╭──

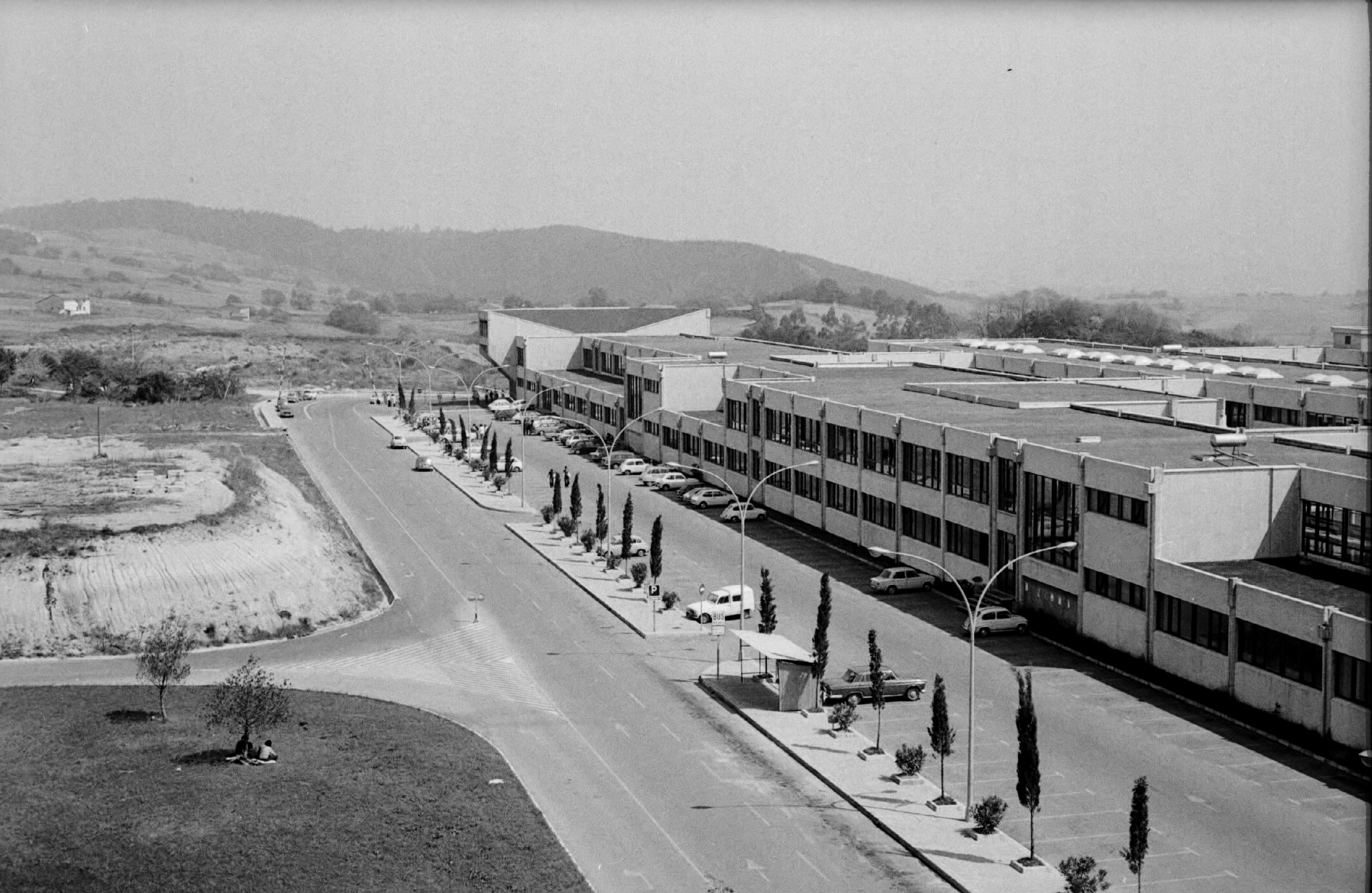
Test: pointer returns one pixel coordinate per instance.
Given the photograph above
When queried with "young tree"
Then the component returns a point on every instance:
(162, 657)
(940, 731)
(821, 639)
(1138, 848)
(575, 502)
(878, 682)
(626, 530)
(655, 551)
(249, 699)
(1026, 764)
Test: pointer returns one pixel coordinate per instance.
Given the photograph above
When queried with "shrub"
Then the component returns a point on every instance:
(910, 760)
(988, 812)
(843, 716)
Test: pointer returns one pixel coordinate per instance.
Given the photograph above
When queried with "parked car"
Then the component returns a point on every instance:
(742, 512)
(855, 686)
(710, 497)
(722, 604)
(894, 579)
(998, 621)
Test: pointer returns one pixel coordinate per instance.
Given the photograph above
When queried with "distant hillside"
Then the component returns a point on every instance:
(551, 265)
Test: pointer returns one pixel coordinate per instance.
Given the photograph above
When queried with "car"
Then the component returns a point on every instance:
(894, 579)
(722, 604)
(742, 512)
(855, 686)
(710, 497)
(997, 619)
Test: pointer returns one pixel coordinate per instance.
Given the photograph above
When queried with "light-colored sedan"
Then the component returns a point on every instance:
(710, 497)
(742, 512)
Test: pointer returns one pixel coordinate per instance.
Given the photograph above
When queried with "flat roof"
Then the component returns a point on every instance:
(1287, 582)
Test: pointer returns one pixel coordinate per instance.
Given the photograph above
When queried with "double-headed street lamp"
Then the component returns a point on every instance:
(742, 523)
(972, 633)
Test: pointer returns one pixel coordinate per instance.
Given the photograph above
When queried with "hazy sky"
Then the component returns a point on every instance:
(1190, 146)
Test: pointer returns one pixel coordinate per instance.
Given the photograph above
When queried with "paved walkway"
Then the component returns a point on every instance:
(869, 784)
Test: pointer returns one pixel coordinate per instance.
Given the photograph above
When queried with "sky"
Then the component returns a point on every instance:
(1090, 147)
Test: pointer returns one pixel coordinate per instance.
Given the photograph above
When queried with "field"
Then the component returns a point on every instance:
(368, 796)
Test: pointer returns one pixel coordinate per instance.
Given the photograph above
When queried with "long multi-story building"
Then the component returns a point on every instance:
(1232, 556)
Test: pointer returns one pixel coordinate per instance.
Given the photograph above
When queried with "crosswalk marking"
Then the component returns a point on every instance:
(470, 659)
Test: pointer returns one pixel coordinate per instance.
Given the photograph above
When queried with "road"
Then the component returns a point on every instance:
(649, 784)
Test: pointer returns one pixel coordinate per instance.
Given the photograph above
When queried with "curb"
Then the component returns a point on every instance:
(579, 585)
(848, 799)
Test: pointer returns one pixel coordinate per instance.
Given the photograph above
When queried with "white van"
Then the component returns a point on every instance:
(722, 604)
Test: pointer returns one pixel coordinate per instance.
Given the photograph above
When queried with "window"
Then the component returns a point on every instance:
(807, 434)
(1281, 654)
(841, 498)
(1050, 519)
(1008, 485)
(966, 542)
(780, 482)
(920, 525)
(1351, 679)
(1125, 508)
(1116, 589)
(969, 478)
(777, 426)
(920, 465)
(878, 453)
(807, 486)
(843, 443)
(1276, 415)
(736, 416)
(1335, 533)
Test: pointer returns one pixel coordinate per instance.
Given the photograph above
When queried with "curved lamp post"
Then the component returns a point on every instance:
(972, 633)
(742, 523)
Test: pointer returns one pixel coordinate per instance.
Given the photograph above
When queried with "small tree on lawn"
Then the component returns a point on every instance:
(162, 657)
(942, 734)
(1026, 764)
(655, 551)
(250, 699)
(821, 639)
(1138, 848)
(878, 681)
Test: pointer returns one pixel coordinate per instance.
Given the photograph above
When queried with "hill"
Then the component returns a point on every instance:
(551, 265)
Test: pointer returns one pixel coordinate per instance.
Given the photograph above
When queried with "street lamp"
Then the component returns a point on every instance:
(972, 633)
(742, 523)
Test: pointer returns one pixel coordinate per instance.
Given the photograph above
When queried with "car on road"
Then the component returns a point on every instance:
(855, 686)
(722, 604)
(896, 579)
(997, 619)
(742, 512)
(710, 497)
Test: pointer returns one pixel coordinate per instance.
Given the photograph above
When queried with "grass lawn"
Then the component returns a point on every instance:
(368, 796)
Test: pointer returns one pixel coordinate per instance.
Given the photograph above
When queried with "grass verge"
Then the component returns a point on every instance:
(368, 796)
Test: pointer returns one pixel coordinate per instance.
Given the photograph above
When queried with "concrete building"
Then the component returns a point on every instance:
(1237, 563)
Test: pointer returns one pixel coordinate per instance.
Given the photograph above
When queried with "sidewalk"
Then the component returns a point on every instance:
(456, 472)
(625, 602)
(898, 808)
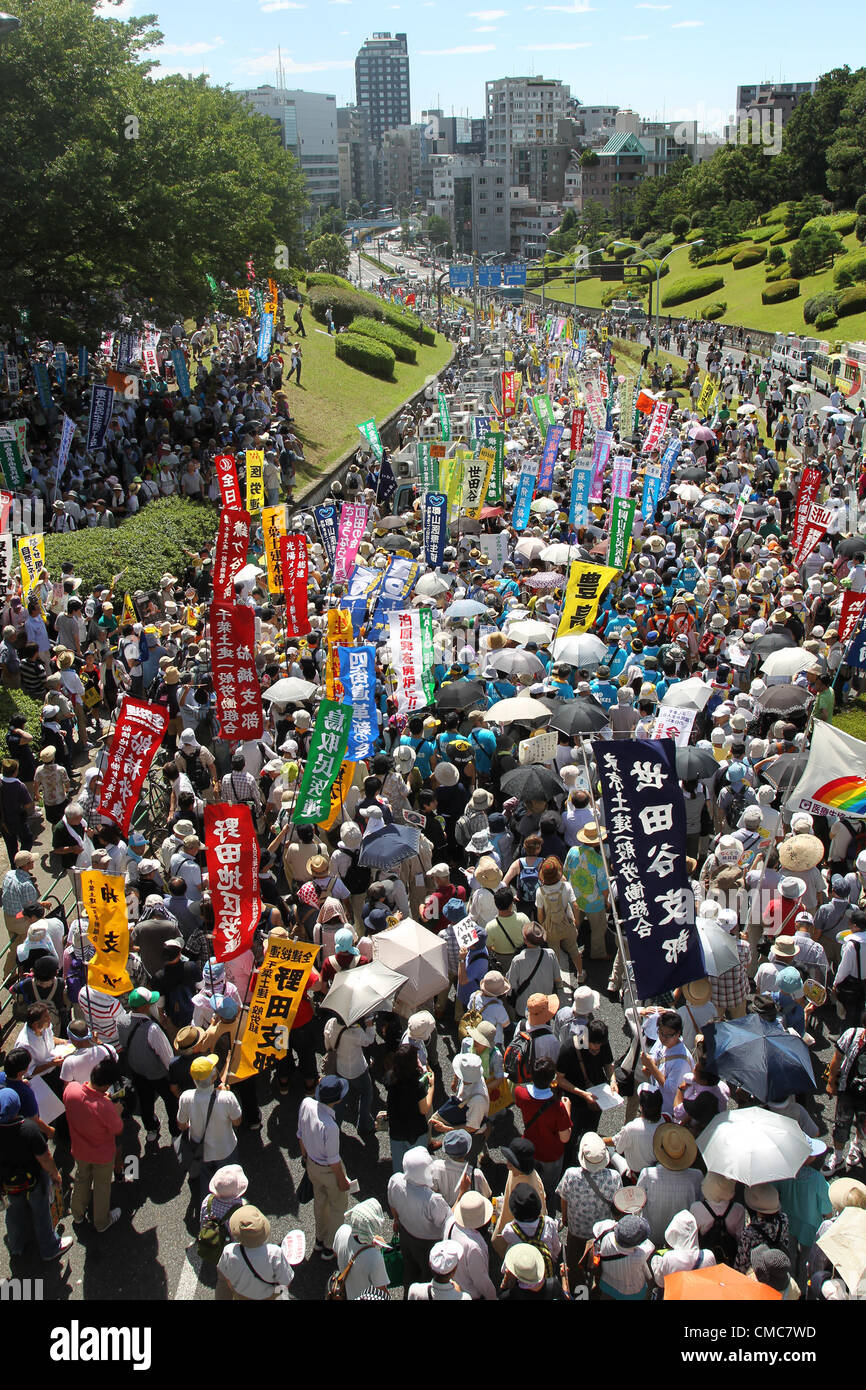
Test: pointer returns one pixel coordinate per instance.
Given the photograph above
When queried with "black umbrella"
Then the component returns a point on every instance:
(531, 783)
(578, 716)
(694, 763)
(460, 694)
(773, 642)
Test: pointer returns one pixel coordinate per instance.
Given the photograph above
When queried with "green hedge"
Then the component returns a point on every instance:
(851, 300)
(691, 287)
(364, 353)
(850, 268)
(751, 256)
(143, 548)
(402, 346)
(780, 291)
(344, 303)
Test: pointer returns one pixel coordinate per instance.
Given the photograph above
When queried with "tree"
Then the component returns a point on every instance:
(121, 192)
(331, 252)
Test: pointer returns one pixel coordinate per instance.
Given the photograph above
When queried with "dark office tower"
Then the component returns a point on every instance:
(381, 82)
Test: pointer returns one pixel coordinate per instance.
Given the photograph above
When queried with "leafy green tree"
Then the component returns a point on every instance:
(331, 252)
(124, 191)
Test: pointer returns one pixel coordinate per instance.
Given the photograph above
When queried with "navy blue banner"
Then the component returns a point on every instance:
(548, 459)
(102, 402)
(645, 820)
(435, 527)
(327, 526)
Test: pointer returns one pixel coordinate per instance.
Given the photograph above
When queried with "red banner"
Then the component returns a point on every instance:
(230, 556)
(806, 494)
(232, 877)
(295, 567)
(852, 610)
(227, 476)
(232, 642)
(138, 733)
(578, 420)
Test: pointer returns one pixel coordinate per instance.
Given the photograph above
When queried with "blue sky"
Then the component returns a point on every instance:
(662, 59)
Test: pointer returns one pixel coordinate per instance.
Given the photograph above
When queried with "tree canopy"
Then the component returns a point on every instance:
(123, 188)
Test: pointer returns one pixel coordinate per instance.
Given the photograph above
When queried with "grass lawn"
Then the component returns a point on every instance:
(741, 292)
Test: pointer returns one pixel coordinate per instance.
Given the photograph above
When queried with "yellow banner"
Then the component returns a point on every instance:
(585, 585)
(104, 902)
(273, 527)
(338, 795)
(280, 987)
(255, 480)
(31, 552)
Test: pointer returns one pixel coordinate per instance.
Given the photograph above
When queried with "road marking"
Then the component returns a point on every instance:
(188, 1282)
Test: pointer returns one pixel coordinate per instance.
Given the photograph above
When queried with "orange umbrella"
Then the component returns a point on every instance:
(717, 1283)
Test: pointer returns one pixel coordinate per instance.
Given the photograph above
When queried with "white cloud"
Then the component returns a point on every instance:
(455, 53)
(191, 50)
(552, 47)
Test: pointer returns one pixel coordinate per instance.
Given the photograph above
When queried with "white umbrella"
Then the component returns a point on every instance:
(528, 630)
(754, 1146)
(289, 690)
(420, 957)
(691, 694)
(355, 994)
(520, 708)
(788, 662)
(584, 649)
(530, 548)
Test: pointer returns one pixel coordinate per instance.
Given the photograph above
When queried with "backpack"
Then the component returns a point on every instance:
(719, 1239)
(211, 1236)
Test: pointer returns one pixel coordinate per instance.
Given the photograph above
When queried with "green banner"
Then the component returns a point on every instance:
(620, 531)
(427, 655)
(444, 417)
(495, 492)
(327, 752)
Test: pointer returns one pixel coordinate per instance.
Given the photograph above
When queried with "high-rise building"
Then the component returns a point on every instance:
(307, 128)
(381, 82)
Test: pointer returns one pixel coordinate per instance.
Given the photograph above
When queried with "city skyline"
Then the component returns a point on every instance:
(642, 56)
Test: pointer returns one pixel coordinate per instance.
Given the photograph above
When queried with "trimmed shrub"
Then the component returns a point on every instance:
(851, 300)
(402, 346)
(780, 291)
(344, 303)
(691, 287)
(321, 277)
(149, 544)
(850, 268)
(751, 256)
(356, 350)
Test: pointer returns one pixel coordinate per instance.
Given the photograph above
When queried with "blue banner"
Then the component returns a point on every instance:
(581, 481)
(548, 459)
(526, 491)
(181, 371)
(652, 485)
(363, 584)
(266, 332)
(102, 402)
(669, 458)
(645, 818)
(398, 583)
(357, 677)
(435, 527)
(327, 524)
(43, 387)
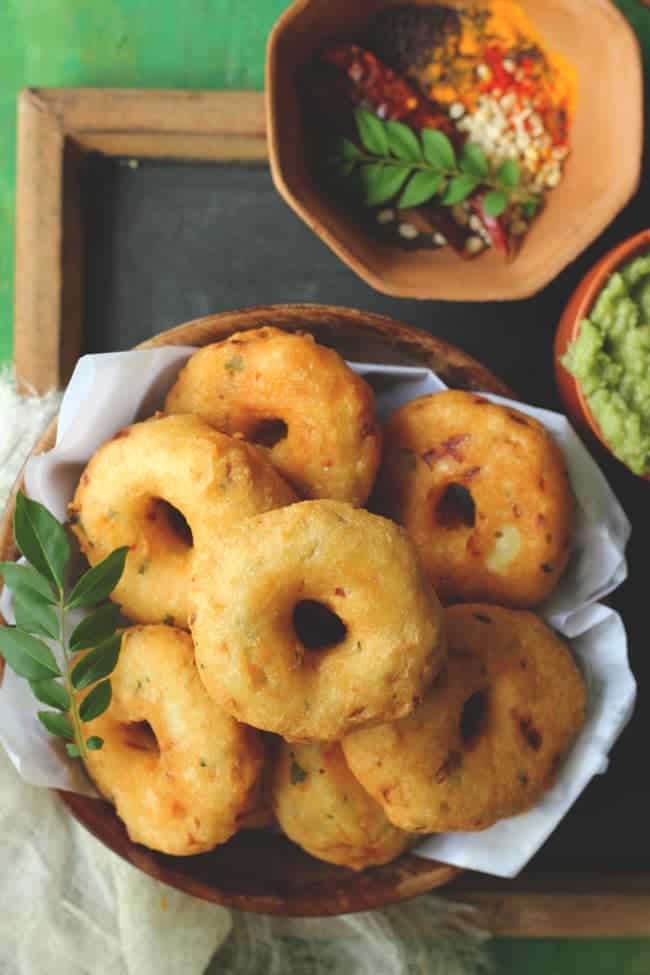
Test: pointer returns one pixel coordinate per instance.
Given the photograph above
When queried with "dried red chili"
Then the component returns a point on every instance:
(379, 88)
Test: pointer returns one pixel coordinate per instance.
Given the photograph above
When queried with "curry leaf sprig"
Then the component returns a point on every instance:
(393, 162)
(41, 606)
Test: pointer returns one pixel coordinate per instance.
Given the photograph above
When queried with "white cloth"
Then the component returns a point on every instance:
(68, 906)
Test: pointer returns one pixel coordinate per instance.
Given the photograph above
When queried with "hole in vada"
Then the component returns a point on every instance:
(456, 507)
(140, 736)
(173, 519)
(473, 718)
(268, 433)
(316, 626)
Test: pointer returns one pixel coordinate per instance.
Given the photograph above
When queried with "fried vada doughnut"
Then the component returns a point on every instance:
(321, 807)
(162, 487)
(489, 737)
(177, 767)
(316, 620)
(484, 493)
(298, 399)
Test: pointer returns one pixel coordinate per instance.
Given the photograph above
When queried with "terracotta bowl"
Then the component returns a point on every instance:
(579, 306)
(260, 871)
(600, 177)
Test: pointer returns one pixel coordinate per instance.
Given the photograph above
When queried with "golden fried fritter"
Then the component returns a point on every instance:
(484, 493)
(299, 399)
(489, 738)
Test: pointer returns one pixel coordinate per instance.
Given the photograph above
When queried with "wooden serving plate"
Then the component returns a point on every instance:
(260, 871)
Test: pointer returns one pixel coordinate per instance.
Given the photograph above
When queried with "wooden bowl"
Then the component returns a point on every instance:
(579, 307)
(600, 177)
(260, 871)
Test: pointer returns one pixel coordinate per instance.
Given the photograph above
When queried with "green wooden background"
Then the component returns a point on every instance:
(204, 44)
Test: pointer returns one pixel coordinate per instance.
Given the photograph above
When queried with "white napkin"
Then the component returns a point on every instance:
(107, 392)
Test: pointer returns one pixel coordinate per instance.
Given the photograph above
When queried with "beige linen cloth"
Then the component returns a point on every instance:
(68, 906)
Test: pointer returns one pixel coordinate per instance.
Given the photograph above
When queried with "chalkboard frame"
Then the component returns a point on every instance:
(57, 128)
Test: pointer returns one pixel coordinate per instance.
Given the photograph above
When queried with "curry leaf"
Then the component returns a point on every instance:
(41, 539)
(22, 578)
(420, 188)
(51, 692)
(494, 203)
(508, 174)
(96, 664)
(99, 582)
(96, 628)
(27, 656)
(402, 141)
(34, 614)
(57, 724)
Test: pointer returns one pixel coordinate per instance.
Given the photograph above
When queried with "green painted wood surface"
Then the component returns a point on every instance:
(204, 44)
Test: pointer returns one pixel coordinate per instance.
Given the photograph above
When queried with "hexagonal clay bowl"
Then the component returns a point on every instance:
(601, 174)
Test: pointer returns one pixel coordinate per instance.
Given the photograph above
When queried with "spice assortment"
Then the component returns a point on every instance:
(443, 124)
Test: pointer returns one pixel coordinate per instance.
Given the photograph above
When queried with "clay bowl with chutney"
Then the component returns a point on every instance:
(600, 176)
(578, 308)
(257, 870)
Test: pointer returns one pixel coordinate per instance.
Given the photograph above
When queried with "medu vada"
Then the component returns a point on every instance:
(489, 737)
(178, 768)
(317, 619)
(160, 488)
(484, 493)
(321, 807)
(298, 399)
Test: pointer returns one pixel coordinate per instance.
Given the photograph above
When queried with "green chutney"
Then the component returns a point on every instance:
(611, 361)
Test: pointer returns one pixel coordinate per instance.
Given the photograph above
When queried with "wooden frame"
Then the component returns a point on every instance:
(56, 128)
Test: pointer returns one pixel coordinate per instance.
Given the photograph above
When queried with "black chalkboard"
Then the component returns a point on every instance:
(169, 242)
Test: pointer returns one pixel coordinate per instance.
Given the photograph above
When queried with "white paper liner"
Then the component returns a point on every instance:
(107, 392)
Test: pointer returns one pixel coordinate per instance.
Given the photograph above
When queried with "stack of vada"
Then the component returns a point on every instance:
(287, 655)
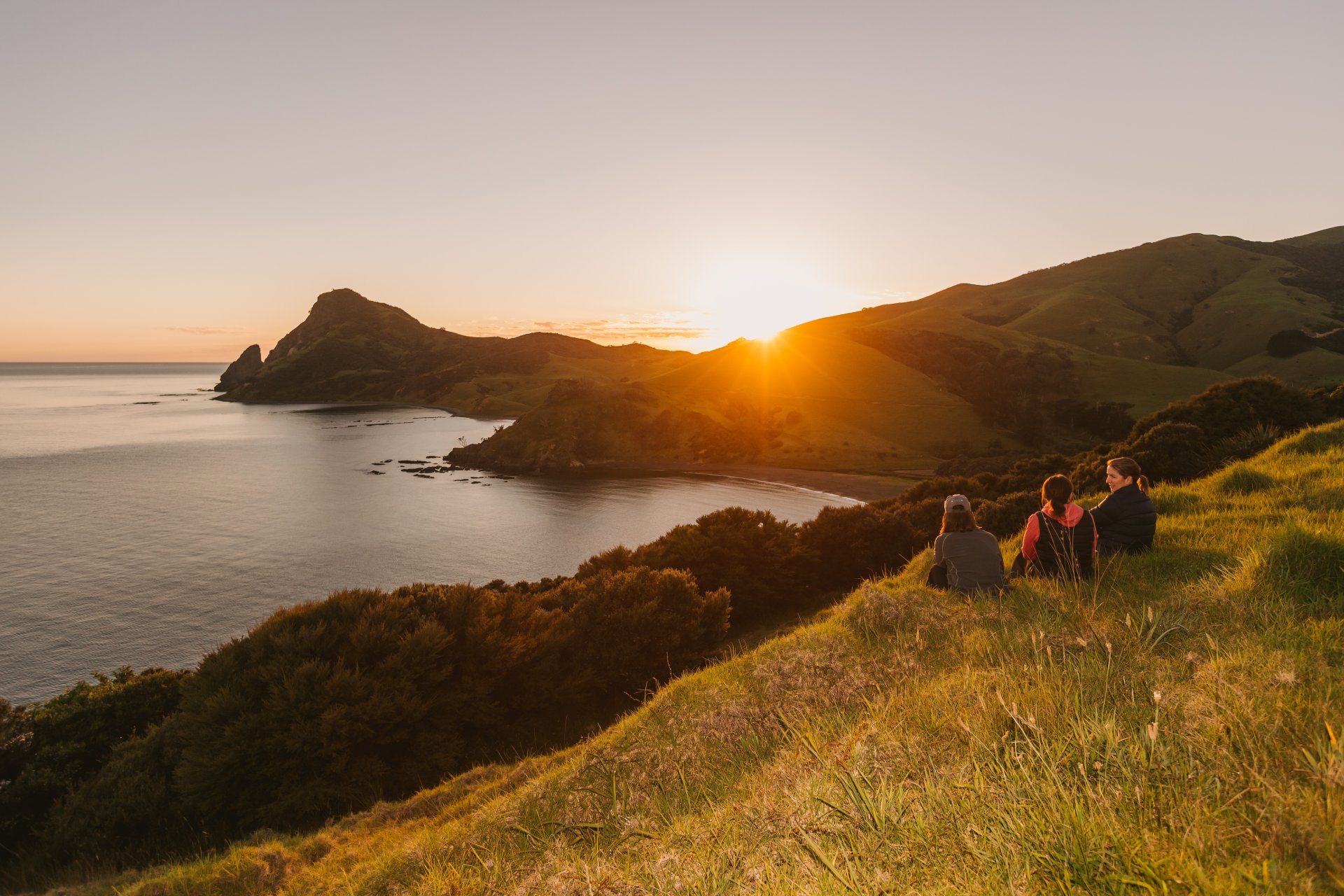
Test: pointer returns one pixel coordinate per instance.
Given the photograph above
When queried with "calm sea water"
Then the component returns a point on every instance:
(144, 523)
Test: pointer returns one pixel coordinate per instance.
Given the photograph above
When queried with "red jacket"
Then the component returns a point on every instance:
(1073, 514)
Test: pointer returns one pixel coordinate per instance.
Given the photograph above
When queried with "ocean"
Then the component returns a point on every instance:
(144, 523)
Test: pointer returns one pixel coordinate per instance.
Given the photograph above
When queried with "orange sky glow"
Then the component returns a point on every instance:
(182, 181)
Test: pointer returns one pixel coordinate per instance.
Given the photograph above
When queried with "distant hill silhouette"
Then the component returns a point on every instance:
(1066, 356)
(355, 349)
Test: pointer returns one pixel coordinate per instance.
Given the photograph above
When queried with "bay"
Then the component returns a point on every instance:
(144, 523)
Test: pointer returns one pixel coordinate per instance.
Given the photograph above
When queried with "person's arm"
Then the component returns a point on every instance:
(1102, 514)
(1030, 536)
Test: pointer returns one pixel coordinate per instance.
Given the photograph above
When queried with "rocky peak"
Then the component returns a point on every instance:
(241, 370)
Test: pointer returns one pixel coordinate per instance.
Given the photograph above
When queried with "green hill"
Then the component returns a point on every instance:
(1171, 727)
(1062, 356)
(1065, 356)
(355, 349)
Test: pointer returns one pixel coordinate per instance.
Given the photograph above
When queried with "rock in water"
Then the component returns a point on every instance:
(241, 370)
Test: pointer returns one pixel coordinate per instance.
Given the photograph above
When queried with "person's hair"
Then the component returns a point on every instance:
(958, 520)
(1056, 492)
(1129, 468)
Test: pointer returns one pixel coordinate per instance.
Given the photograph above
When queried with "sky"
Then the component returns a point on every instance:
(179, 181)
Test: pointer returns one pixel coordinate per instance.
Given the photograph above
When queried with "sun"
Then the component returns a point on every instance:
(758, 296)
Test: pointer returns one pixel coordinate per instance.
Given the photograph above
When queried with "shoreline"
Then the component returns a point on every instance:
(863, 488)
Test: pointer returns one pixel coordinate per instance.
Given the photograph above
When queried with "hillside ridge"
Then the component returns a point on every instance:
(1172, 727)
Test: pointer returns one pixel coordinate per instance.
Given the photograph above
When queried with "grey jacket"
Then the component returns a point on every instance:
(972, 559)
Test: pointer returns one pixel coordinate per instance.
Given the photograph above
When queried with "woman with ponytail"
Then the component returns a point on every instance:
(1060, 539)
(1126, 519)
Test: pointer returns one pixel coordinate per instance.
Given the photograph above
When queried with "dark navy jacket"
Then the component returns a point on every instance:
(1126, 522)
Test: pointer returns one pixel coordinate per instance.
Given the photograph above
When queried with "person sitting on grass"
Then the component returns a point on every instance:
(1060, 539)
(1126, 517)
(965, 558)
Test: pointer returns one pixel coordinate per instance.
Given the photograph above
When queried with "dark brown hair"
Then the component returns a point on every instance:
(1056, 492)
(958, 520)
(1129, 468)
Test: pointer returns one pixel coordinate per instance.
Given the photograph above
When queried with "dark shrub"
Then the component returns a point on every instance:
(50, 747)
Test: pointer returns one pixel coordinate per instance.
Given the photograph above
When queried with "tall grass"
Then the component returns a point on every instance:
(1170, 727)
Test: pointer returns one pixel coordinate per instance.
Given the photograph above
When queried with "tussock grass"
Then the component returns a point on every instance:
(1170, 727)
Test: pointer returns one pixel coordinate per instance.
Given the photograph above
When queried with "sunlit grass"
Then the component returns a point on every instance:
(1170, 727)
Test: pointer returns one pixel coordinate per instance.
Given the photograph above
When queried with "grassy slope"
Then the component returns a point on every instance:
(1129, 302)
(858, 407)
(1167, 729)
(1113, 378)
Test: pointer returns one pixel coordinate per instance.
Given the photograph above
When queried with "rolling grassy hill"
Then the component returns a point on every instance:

╰──

• About this task: Going through the listing above, copy out every line that has the string "lamp".

• Task solution:
When queried with "double-headed street lamp"
When queried with "curved lamp post"
When queried with "street lamp"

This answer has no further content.